## Your objective:
Your answer must consist solely of the lines from the start of the entries below through the line with "86L223 94L224 102L230", unchanged.

[Stored data]

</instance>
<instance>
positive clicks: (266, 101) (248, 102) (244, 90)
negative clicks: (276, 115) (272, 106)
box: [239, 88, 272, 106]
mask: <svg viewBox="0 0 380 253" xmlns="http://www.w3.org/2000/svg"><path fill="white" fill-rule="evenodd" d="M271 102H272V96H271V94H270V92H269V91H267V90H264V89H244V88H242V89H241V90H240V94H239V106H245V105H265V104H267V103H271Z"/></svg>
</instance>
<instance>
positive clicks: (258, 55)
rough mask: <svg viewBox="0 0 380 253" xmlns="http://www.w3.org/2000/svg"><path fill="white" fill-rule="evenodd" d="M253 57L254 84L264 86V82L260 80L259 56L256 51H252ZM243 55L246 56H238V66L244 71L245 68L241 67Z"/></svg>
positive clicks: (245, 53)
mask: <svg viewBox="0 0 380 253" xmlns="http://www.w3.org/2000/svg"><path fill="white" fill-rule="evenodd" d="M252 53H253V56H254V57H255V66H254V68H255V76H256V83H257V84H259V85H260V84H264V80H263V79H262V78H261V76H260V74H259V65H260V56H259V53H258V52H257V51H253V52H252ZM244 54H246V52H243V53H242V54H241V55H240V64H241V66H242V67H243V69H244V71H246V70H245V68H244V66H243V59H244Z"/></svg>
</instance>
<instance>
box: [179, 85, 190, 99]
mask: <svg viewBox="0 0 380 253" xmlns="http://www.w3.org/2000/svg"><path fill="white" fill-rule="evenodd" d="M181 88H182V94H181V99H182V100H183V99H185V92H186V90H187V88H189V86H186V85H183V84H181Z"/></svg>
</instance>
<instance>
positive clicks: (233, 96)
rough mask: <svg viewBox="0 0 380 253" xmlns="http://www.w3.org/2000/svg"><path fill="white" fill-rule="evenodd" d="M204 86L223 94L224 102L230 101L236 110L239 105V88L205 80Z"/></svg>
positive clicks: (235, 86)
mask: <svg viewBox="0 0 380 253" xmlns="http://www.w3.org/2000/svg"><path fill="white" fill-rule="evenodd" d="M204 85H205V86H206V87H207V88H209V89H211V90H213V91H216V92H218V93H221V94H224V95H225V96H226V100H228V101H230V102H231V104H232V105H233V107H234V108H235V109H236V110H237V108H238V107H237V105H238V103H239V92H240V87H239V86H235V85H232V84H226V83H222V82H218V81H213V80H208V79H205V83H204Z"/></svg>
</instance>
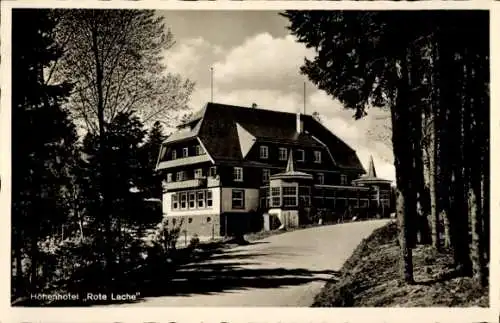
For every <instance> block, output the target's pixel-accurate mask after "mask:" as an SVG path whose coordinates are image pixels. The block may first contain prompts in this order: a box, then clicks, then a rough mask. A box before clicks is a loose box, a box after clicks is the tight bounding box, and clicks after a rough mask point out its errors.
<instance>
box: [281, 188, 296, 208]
mask: <svg viewBox="0 0 500 323" xmlns="http://www.w3.org/2000/svg"><path fill="white" fill-rule="evenodd" d="M282 193H283V206H297V198H298V196H297V187H296V186H283V188H282Z"/></svg>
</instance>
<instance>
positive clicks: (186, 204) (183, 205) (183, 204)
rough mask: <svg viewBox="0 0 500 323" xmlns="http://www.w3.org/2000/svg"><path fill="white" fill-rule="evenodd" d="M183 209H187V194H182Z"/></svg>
mask: <svg viewBox="0 0 500 323" xmlns="http://www.w3.org/2000/svg"><path fill="white" fill-rule="evenodd" d="M181 209H183V210H185V209H187V193H181Z"/></svg>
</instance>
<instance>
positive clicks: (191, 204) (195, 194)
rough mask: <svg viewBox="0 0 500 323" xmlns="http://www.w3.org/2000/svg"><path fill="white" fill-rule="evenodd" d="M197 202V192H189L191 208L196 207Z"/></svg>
mask: <svg viewBox="0 0 500 323" xmlns="http://www.w3.org/2000/svg"><path fill="white" fill-rule="evenodd" d="M195 203H196V194H195V192H189V208H190V209H194V207H195Z"/></svg>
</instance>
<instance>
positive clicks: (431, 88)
mask: <svg viewBox="0 0 500 323" xmlns="http://www.w3.org/2000/svg"><path fill="white" fill-rule="evenodd" d="M432 41H433V43H432V44H431V53H430V56H431V58H430V67H431V68H430V77H429V78H430V85H431V86H430V92H431V100H430V107H429V110H428V111H429V113H428V116H427V118H426V123H425V124H426V130H427V134H428V136H427V141H426V143H427V151H428V162H429V203H430V207H429V222H430V227H431V237H432V245H433V246H434V248H436V250H440V249H441V237H440V218H439V212H438V207H437V187H436V186H437V185H436V184H437V183H436V182H437V174H438V166H437V165H438V163H437V160H436V159H437V152H438V142H437V133H436V130H437V129H436V120H437V115H438V114H439V90H438V89H439V87H438V86H436V84H437V82H439V75H438V73H437V70H438V69H437V68H436V62H437V61H438V60H439V51H438V46H436V45H435V44H434V41H435V40H434V37H433V38H432Z"/></svg>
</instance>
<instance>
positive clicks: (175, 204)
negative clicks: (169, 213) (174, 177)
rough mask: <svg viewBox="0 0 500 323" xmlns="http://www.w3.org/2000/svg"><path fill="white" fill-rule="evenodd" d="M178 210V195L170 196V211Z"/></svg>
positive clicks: (178, 200) (178, 196) (176, 194)
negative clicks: (171, 209) (170, 207)
mask: <svg viewBox="0 0 500 323" xmlns="http://www.w3.org/2000/svg"><path fill="white" fill-rule="evenodd" d="M178 208H179V195H178V194H177V193H175V194H172V210H177V209H178Z"/></svg>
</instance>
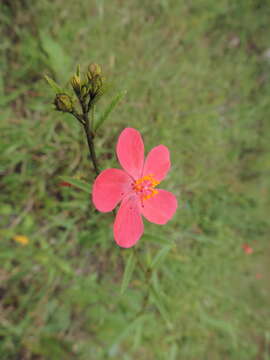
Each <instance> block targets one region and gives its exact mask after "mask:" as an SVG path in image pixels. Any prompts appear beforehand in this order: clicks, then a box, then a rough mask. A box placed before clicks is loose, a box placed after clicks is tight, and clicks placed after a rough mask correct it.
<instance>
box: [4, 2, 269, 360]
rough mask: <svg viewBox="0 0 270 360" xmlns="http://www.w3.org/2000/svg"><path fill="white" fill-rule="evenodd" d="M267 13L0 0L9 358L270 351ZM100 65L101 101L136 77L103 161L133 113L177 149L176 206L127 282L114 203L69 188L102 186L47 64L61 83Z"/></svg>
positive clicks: (176, 4) (176, 5) (222, 357)
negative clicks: (75, 178) (99, 182)
mask: <svg viewBox="0 0 270 360" xmlns="http://www.w3.org/2000/svg"><path fill="white" fill-rule="evenodd" d="M269 17H270V6H269V1H268V0H237V1H230V0H219V1H218V2H216V1H214V0H197V1H188V2H187V1H184V0H179V1H178V0H153V1H151V2H146V3H142V2H141V1H139V0H132V1H123V0H116V1H106V2H105V1H102V0H99V1H98V0H96V1H94V0H90V1H89V0H80V1H70V0H66V1H63V0H55V1H53V2H52V1H49V0H39V1H33V0H32V1H31V0H2V2H1V4H0V31H1V42H0V44H1V45H0V51H1V57H0V106H1V113H0V120H1V122H0V133H1V142H0V151H1V164H0V178H1V183H0V186H1V193H0V197H1V207H0V221H1V242H0V264H1V265H0V354H1V356H0V357H1V360H15V359H16V360H17V359H18V360H37V359H42V360H43V359H49V360H58V359H61V360H62V359H63V360H65V359H72V360H73V359H80V360H91V359H94V360H95V359H97V360H98V359H119V358H120V359H125V360H128V359H142V360H144V359H145V360H152V359H153V360H157V359H166V360H167V359H168V360H178V359H185V360H197V359H210V360H212V359H230V360H231V359H235V360H241V359H243V360H248V359H258V360H266V359H269V358H270V350H269V348H270V329H269V325H270V324H269V319H270V312H269V300H270V296H269V275H268V274H269V253H270V252H269V239H268V237H269V205H270V204H269V179H270V177H269V175H270V155H269V147H270V122H269V111H270V83H269V80H270V77H269V74H270V43H269V37H270V28H269ZM90 62H97V63H100V64H101V65H102V67H103V69H104V72H105V73H106V77H107V79H108V81H109V82H110V83H111V85H112V86H111V90H110V91H108V93H107V94H106V95H105V96H104V99H102V100H101V102H100V105H99V108H98V109H97V110H98V111H101V112H102V111H103V109H104V108H105V106H106V104H107V103H109V102H110V101H111V99H112V98H113V96H115V92H118V91H124V90H127V95H126V96H125V97H124V99H123V100H122V101H121V103H120V104H118V107H117V108H116V109H114V111H113V112H112V113H111V117H110V120H109V121H108V122H107V123H106V126H104V127H103V129H101V130H100V131H99V137H98V139H97V151H98V157H99V159H100V163H101V166H102V167H103V169H105V168H107V167H110V166H112V165H113V166H118V165H117V162H116V160H115V156H114V149H115V144H116V140H117V137H118V134H119V132H120V131H121V130H122V129H123V128H124V127H126V126H132V127H135V128H137V129H138V130H140V131H141V132H142V134H143V136H144V139H145V143H146V147H147V150H149V149H151V147H152V146H155V145H157V144H160V143H162V144H165V145H167V146H168V147H169V148H170V150H171V155H172V164H173V166H172V170H171V173H170V175H169V177H168V179H167V180H166V184H164V187H166V188H167V189H169V190H171V191H173V192H174V193H175V194H176V195H177V197H178V200H179V204H180V206H179V209H178V212H177V215H176V216H175V217H174V219H173V220H172V221H171V222H170V223H169V224H168V225H167V226H164V227H159V226H156V225H153V224H150V223H146V222H145V229H146V232H145V235H144V236H143V237H142V239H141V240H140V242H139V244H138V247H137V251H138V252H139V256H140V258H141V260H142V262H144V263H145V264H148V265H149V266H150V265H151V264H153V272H152V274H151V278H150V283H148V282H147V281H146V280H145V277H144V274H143V272H142V271H141V269H140V267H139V266H138V264H137V263H135V264H133V266H134V273H133V274H132V277H131V280H130V282H128V279H124V281H125V283H122V281H123V273H124V269H125V264H126V263H127V262H128V261H129V263H130V261H131V260H130V258H129V251H127V250H123V249H119V248H118V247H117V246H116V245H115V243H114V241H113V236H112V229H111V224H112V220H113V218H112V215H111V214H107V215H106V214H101V213H97V212H95V211H94V210H93V208H92V206H91V202H90V201H89V195H87V194H86V193H85V192H83V191H81V190H79V189H76V188H75V187H61V186H59V182H60V181H61V178H60V177H61V176H72V177H74V178H76V179H82V180H85V181H87V182H88V183H89V192H90V191H91V183H92V181H93V179H94V172H93V170H92V167H91V163H90V161H89V159H88V153H87V151H88V150H87V146H86V143H85V139H84V136H83V132H82V129H81V128H80V126H79V124H78V123H77V122H76V121H75V120H74V119H73V118H72V117H71V116H70V117H69V116H68V115H63V114H60V113H57V112H55V111H54V110H53V106H52V105H51V104H52V100H53V96H54V94H53V93H52V91H51V90H50V89H49V87H48V86H47V84H46V83H45V81H44V79H43V75H44V74H47V75H49V76H51V77H53V78H54V79H55V80H57V81H59V82H60V83H61V84H63V85H64V84H65V83H67V82H68V80H69V79H70V76H71V74H72V72H73V71H74V70H75V68H76V65H77V64H78V63H80V64H81V65H82V66H83V67H86V66H87V65H88V64H89V63H90ZM16 236H17V238H16ZM18 236H23V237H26V238H27V239H28V243H27V240H25V238H22V237H21V238H18ZM14 237H15V238H14ZM16 239H17V240H16ZM18 239H20V240H21V241H19V240H18ZM246 243H247V244H249V246H251V247H252V248H253V250H254V251H253V253H252V254H246V253H245V252H244V251H243V244H246ZM129 266H130V264H129ZM149 285H151V286H152V287H153V288H154V289H155V292H156V293H157V294H158V297H155V296H151V297H150V301H149V303H148V304H146V306H144V305H143V304H144V299H145V294H147V293H148V291H149ZM121 289H122V291H121ZM125 289H126V290H125ZM124 290H125V291H124Z"/></svg>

## Written solution:
</instance>
<instance>
positive clicks: (266, 101) (248, 102) (244, 90)
negative clicks: (276, 115) (272, 106)
box: [239, 88, 272, 106]
mask: <svg viewBox="0 0 380 253" xmlns="http://www.w3.org/2000/svg"><path fill="white" fill-rule="evenodd" d="M271 102H272V96H271V94H270V92H269V91H267V90H264V89H244V88H242V89H241V90H240V94H239V106H245V105H265V104H267V103H271Z"/></svg>
</instance>
<instance>
positive clicks: (258, 55)
rough mask: <svg viewBox="0 0 380 253" xmlns="http://www.w3.org/2000/svg"><path fill="white" fill-rule="evenodd" d="M253 57L254 84L264 86V82L260 80L259 56L256 51H252ZM243 55L246 56H238V66L244 71L245 68L241 67Z"/></svg>
positive clicks: (245, 53)
mask: <svg viewBox="0 0 380 253" xmlns="http://www.w3.org/2000/svg"><path fill="white" fill-rule="evenodd" d="M252 53H253V56H254V57H255V66H254V68H255V76H256V83H257V84H259V85H260V84H264V80H263V79H262V78H261V76H260V74H259V65H260V56H259V53H258V52H257V51H253V52H252ZM244 54H246V52H243V53H242V54H241V55H240V64H241V66H242V67H243V69H244V71H246V70H245V68H244V66H243V59H244Z"/></svg>
</instance>
<instance>
box: [179, 85, 190, 99]
mask: <svg viewBox="0 0 380 253" xmlns="http://www.w3.org/2000/svg"><path fill="white" fill-rule="evenodd" d="M181 88H182V94H181V99H182V100H183V99H185V92H186V90H187V88H189V86H186V85H183V84H181Z"/></svg>
</instance>
<instance>
positive clicks: (233, 96)
rough mask: <svg viewBox="0 0 380 253" xmlns="http://www.w3.org/2000/svg"><path fill="white" fill-rule="evenodd" d="M204 86L223 94L224 102L230 101L236 110L239 105V88L205 80Z"/></svg>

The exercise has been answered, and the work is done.